[Entries taken from a collection]
========================================================================
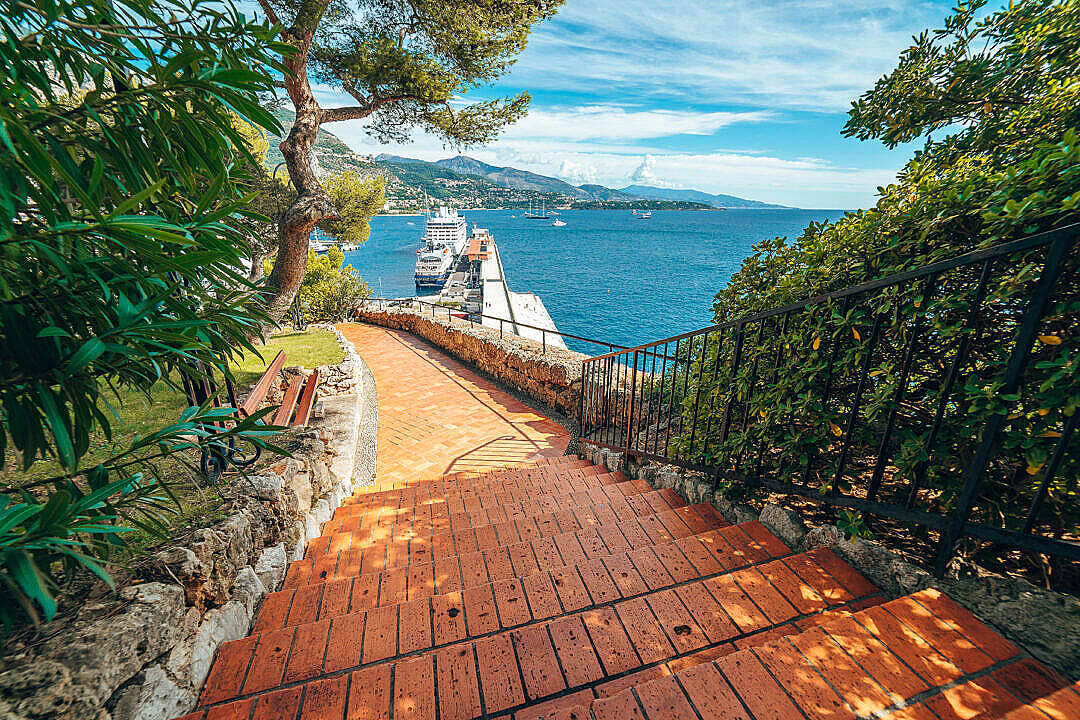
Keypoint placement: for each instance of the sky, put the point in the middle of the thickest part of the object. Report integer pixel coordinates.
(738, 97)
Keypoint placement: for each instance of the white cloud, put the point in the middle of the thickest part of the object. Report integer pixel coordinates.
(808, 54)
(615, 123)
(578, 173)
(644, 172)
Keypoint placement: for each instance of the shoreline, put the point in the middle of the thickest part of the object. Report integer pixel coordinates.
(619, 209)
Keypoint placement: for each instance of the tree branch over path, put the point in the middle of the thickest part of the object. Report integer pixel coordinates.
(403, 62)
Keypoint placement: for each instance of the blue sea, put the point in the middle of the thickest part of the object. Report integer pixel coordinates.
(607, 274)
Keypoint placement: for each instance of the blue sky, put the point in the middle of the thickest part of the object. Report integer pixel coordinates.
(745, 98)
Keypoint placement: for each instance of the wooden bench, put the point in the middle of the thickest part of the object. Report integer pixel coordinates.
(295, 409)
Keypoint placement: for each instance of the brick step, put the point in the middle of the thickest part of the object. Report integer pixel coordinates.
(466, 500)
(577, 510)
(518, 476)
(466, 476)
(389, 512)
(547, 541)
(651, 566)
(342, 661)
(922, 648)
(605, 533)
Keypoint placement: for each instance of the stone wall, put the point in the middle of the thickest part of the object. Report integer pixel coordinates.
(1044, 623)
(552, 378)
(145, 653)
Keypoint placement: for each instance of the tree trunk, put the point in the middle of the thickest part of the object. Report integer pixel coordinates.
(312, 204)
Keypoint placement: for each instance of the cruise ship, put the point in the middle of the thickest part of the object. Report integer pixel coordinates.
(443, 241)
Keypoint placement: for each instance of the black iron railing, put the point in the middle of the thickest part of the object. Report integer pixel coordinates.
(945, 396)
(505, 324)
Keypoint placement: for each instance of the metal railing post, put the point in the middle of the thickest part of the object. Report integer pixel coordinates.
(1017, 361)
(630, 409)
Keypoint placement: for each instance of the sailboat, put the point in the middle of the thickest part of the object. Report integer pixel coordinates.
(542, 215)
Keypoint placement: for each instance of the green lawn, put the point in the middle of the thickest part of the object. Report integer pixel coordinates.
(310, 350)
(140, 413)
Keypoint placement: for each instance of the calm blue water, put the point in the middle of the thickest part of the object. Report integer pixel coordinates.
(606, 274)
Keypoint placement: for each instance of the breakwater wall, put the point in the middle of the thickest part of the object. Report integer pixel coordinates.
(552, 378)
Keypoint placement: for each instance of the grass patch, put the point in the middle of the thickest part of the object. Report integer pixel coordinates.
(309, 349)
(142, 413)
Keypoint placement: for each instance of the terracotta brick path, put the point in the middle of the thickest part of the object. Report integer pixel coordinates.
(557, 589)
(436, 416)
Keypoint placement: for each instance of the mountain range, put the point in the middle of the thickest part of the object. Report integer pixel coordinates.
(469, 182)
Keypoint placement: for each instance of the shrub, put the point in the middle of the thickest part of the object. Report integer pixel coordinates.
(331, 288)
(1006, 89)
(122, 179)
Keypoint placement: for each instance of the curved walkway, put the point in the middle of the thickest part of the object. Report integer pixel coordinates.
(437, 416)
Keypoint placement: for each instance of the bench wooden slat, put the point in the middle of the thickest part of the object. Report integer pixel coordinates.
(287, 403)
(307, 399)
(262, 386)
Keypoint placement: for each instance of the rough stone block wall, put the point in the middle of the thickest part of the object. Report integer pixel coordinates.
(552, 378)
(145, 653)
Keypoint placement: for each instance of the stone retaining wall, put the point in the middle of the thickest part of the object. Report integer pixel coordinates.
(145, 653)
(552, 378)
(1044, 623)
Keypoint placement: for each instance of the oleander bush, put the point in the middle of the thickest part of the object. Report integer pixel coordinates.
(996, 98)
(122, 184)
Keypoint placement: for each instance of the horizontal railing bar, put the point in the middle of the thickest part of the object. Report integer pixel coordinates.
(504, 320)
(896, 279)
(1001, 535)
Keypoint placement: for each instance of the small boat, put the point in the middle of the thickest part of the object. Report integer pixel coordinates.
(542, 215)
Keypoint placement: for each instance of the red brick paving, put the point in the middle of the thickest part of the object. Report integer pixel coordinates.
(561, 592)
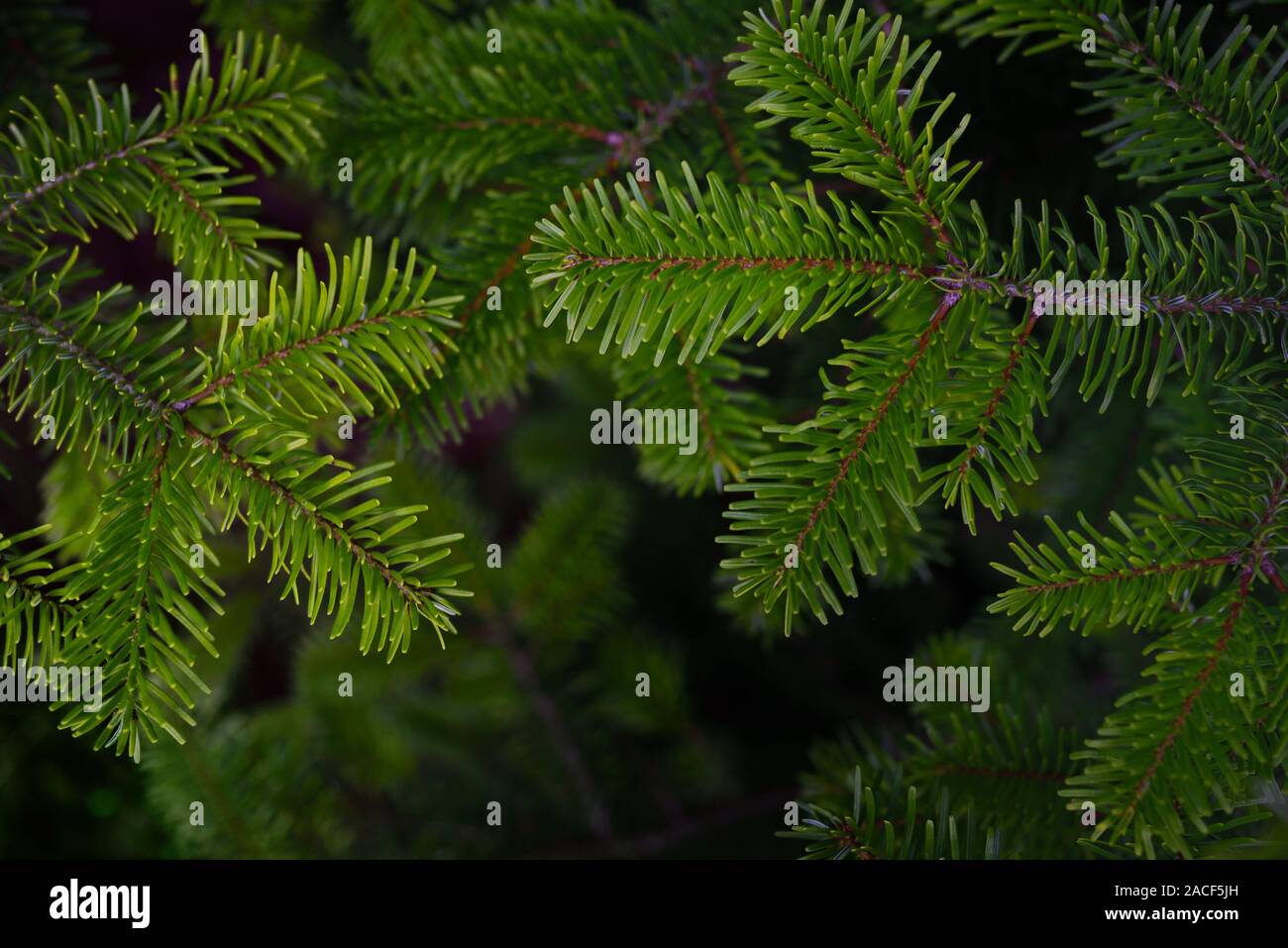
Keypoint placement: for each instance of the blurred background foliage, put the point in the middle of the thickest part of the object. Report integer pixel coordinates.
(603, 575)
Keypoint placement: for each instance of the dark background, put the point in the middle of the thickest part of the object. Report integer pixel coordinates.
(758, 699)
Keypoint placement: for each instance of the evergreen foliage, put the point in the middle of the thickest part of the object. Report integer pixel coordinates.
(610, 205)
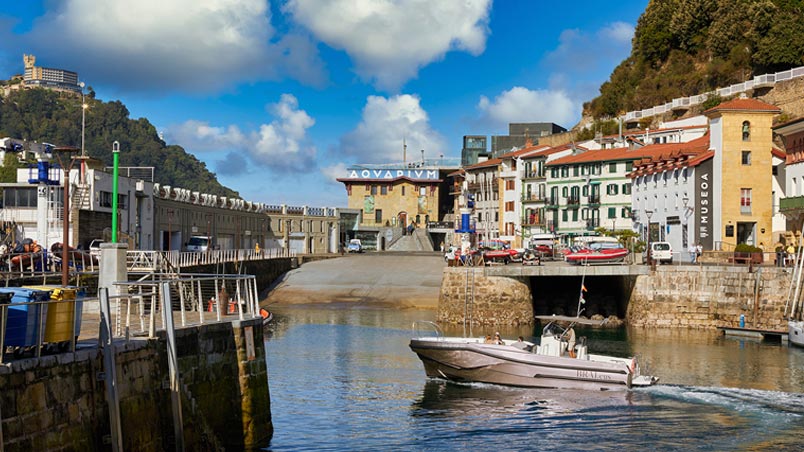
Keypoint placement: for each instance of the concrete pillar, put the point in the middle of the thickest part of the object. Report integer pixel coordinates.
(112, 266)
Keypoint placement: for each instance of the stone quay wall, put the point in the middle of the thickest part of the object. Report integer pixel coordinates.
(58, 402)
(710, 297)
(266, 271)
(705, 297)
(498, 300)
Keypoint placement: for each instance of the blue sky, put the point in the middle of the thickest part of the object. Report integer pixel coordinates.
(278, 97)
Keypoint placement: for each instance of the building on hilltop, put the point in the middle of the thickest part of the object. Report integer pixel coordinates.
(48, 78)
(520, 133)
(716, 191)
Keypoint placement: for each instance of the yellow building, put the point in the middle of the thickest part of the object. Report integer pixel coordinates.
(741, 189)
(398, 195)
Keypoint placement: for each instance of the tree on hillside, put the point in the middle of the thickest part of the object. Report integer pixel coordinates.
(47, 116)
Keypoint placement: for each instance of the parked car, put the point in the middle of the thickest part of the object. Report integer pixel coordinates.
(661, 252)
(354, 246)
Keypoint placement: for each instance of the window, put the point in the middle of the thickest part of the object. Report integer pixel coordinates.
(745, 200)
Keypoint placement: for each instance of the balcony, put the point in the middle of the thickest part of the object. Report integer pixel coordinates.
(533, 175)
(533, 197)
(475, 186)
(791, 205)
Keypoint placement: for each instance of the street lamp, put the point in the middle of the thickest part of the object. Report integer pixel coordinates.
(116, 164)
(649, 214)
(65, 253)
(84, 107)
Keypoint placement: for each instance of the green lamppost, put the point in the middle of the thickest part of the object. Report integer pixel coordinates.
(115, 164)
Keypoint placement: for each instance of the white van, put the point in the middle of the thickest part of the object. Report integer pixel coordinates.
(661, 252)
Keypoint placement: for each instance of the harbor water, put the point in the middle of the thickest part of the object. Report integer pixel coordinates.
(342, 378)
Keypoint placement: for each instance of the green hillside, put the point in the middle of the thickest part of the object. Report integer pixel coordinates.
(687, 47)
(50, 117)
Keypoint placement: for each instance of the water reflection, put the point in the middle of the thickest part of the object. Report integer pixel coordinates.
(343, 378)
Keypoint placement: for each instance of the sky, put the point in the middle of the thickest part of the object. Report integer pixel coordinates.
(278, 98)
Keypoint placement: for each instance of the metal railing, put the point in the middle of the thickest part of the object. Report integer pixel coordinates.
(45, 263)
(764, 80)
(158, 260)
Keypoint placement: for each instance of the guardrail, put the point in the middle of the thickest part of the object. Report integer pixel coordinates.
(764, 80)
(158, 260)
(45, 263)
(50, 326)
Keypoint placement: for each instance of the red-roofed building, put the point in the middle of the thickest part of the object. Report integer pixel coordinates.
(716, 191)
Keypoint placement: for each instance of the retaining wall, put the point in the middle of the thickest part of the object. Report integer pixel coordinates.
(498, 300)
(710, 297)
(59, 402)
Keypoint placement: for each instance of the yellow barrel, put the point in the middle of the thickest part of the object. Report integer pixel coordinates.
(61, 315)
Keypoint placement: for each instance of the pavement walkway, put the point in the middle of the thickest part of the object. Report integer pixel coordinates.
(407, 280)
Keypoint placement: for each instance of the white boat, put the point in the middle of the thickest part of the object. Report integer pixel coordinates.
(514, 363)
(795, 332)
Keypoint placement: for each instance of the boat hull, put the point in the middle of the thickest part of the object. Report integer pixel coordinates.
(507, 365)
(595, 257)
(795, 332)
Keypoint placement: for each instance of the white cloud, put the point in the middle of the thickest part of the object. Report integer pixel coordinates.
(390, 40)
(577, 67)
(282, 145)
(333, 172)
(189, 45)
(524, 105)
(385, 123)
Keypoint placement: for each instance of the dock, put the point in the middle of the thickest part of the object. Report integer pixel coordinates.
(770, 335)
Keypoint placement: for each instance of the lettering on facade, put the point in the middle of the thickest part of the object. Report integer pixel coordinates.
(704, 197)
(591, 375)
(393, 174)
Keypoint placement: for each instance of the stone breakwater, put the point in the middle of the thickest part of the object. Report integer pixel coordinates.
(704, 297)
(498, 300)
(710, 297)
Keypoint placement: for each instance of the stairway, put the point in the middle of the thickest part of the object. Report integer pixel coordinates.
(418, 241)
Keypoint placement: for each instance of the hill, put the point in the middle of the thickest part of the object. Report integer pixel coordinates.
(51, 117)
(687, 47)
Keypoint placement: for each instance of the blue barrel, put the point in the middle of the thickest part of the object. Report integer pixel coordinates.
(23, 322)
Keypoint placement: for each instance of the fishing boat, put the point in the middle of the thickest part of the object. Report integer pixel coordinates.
========================================================================
— What to work on —
Set down, word for word, every line from the line that holds "Keypoint placement: for each instance of the dock, put" to the end of the entries above, including both ends.

— Exercise solution —
Keypoint placement: for each instance of the dock, put the point in the middle of the thickest part of the object. Report integer pixel coordinates.
(770, 335)
Keypoint placement: for each instance of the lettering on facade, put the point in the middle of the thickest part of the object. Report integer pixel coordinates.
(704, 197)
(591, 375)
(393, 174)
Keypoint placement: for each instance of the stone breakwater, put the point in the middle of the thickest part of the object. Report integer pixel coordinates.
(704, 297)
(498, 300)
(710, 297)
Keypoint placement: for each instance of the stairway, put the point in the middle of the thickest part of the object. Report integer pixel coordinates.
(418, 241)
Keypoint placement: for each instance of the hill, put the point in the middle of the thickest part of the object. Report integer pixel coordinates.
(51, 117)
(687, 47)
Keypoint placement: for each instance of the blue barrel, put the point in the middle of the thickest part of the object. Report integer pixel coordinates.
(23, 322)
Keypoint placement: for each instance of the fishing boat, put the point in the middle of the thickest part of the object. Report integer pixel coordinates.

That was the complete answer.